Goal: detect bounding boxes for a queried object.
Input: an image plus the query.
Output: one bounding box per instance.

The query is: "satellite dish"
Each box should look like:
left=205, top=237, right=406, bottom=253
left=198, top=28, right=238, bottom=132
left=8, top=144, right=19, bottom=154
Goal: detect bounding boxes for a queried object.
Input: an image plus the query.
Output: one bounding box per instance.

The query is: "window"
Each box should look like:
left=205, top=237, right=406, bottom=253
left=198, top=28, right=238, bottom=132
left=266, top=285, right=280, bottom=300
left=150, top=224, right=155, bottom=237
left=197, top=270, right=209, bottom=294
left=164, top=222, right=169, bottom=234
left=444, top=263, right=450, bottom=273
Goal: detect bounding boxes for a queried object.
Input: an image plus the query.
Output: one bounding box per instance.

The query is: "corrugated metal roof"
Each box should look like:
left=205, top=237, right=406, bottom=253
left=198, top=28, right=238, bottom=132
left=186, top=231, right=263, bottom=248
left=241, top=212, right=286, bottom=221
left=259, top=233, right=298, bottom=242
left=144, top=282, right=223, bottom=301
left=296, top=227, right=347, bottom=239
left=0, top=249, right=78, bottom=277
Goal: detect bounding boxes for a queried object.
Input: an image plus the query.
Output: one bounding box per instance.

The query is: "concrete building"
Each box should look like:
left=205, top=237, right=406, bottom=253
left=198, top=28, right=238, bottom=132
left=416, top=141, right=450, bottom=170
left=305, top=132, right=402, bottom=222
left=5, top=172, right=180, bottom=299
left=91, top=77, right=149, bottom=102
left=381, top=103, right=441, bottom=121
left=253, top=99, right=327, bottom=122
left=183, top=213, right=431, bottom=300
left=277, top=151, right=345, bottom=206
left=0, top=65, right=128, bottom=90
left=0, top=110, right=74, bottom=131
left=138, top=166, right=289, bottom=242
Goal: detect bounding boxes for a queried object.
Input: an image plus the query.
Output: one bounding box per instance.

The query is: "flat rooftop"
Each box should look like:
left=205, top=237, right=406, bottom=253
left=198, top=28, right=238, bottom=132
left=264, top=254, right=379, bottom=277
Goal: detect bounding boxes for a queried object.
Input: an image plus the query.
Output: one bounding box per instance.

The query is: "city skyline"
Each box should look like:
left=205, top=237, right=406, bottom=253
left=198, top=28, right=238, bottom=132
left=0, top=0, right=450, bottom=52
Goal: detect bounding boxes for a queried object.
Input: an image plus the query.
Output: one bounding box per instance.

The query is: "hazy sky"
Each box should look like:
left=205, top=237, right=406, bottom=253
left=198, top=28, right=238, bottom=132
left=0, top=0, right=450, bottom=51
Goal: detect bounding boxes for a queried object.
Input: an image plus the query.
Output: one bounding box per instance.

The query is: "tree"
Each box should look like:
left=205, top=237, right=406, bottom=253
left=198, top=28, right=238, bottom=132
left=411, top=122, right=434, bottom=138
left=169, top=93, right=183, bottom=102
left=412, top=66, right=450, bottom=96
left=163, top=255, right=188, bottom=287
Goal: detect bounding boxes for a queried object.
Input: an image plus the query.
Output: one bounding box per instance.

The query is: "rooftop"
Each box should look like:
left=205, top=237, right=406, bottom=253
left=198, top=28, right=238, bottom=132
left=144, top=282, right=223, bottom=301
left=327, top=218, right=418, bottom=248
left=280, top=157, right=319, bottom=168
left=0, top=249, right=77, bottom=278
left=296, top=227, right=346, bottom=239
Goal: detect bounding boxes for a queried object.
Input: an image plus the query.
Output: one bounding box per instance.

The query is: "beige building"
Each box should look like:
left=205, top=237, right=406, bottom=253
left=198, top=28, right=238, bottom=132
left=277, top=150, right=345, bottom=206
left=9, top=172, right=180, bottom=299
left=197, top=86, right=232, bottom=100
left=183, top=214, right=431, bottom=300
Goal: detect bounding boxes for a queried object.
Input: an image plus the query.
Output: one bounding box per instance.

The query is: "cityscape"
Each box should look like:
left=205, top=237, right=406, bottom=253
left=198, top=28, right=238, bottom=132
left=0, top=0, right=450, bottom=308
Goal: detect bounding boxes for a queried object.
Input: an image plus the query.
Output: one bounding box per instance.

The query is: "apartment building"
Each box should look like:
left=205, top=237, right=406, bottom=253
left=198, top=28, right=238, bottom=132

Problem description
Rewrite every one of the records above, swapping "query" for "prompt" wherever it occurs and keeping every other line as it is.

Finished exercise
Goal: detect bounding boxes for a queried object.
Input: an image plus the prompt.
Output: one bounding box per instance.

The prompt is: "satellite dish"
Each box should look like:
left=205, top=237, right=406, bottom=253
left=198, top=28, right=238, bottom=132
left=8, top=144, right=19, bottom=154
Goal: detect bounding boxes for a queried object.
Input: an image plus the prompt.
Output: one bounding box per instance.

The prompt is: "window"
Each box should look like:
left=205, top=237, right=406, bottom=253
left=198, top=28, right=238, bottom=132
left=266, top=285, right=280, bottom=300
left=150, top=224, right=155, bottom=237
left=197, top=270, right=209, bottom=294
left=164, top=222, right=169, bottom=234
left=444, top=263, right=450, bottom=273
Goal: detect bounding boxes for a queried object.
Input: an image plus the prompt.
Output: one bounding box per instance.

The prompt is: "corrugated metal roof"
Each box should look like:
left=205, top=237, right=406, bottom=253
left=198, top=28, right=238, bottom=132
left=186, top=231, right=263, bottom=248
left=241, top=212, right=286, bottom=221
left=259, top=233, right=298, bottom=242
left=144, top=282, right=223, bottom=301
left=296, top=227, right=347, bottom=239
left=0, top=249, right=78, bottom=277
Goal: detect bounding boxes for a queried object.
Input: an image plus the prompt.
Output: one bounding box per instance.

The prompt is: "concrete building"
Each box should look like:
left=205, top=237, right=406, bottom=253
left=198, top=28, right=238, bottom=132
left=416, top=141, right=450, bottom=170
left=305, top=132, right=402, bottom=222
left=5, top=172, right=180, bottom=299
left=91, top=77, right=149, bottom=102
left=381, top=103, right=441, bottom=121
left=253, top=99, right=327, bottom=122
left=183, top=213, right=431, bottom=300
left=277, top=151, right=345, bottom=206
left=0, top=65, right=128, bottom=90
left=0, top=110, right=74, bottom=131
left=138, top=166, right=289, bottom=242
Goal: detect bounding boxes for a queried object.
Input: an image plus the prompt.
Output: one bounding box per instance.

The prompt is: "flat rooftop"
Each box should look like:
left=205, top=237, right=406, bottom=253
left=198, top=28, right=238, bottom=132
left=264, top=254, right=379, bottom=277
Goal: detect bounding boxes for a queried object.
Input: an image plus the prompt.
Output: one bounding box per instance.

The prompt is: "city skyline"
Each box should look like:
left=205, top=237, right=406, bottom=253
left=198, top=28, right=238, bottom=132
left=0, top=0, right=450, bottom=52
Goal: detect bounding boxes for a queried object.
Input: an image plus the prompt.
Output: one bounding box per instance.

The prompt is: "hazy sky"
Each box should look like:
left=205, top=237, right=406, bottom=253
left=198, top=28, right=238, bottom=132
left=0, top=0, right=450, bottom=51
Goal: detect bounding boxes for a queried object.
Input: an image plus the prompt.
Output: one bounding box per instance.

The prompt is: "tree"
Each box should look like:
left=205, top=237, right=406, bottom=253
left=198, top=28, right=238, bottom=132
left=411, top=122, right=434, bottom=138
left=169, top=93, right=183, bottom=102
left=412, top=66, right=450, bottom=96
left=163, top=255, right=188, bottom=287
Goal: detect bounding boxes for a queried object.
Input: an image plus the prompt.
Output: one bounding box per instance.

The prompt is: "rooftop"
Each box should look like:
left=205, top=237, right=406, bottom=253
left=198, top=28, right=238, bottom=132
left=144, top=282, right=223, bottom=301
left=327, top=218, right=418, bottom=248
left=280, top=157, right=319, bottom=168
left=0, top=249, right=77, bottom=278
left=296, top=227, right=346, bottom=239
Goal: detect bounding boxes for a queried object.
Input: an image plus the prompt.
Output: one bounding box per instance.

The prompt is: "beige building"
Each box should look like:
left=205, top=237, right=406, bottom=253
left=198, top=28, right=238, bottom=132
left=277, top=150, right=345, bottom=206
left=9, top=172, right=180, bottom=299
left=197, top=86, right=232, bottom=100
left=183, top=214, right=431, bottom=300
Goal: detect bounding boxes for a queried object.
Input: an image plus the prompt.
Output: one bounding box per instance.

The prompt is: "cityscape"
Each box should look like:
left=205, top=237, right=406, bottom=253
left=198, top=28, right=238, bottom=132
left=0, top=0, right=450, bottom=308
Goal: detect bounding boxes for a queried object.
Input: an image plus the prompt.
Output: one bounding box per instance.

The prompt is: "apartment building"
Each box should look like:
left=205, top=237, right=406, bottom=253
left=198, top=28, right=238, bottom=132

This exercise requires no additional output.